YOUR INSTRUCTIONS:
Locate the line containing "For each instance, a" in the data below. Reproduce it and every following line up to the end, exactly as given.

(Records contained in a dataset)
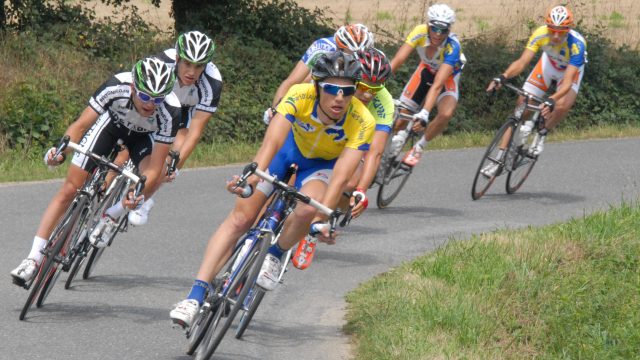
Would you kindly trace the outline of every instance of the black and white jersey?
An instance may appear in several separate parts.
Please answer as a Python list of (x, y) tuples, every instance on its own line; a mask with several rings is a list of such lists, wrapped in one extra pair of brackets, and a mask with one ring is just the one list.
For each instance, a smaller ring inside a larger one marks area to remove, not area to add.
[[(174, 48), (167, 49), (156, 57), (169, 66), (176, 66), (176, 49)], [(188, 108), (189, 112), (192, 112), (195, 107), (195, 110), (214, 113), (218, 109), (222, 93), (222, 76), (218, 67), (209, 62), (195, 84), (180, 86), (180, 81), (176, 81), (173, 92), (180, 100), (182, 107)]]
[[(112, 122), (127, 129), (149, 133), (154, 132), (154, 141), (171, 144), (178, 132), (182, 111), (178, 97), (171, 93), (164, 102), (156, 106), (150, 117), (141, 116), (135, 109), (132, 100), (131, 72), (122, 72), (112, 76), (102, 84), (89, 100), (98, 114), (109, 113)], [(134, 95), (135, 96), (135, 95)]]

WRITTEN REPLY:
For each instance, a smaller ring inside a larger one marks area to remove, not area to add.
[[(174, 48), (167, 49), (156, 57), (169, 66), (176, 66), (176, 49)], [(188, 108), (189, 112), (192, 112), (195, 107), (195, 110), (214, 113), (218, 109), (222, 93), (222, 76), (218, 67), (209, 62), (195, 84), (180, 86), (180, 81), (176, 81), (173, 92), (180, 100), (182, 107)]]
[[(112, 122), (127, 129), (149, 133), (154, 132), (154, 141), (171, 144), (178, 132), (182, 111), (178, 97), (171, 93), (164, 102), (156, 106), (150, 117), (141, 116), (135, 109), (132, 100), (131, 72), (122, 72), (112, 76), (102, 84), (89, 100), (98, 114), (109, 113)], [(134, 95), (135, 96), (135, 95)]]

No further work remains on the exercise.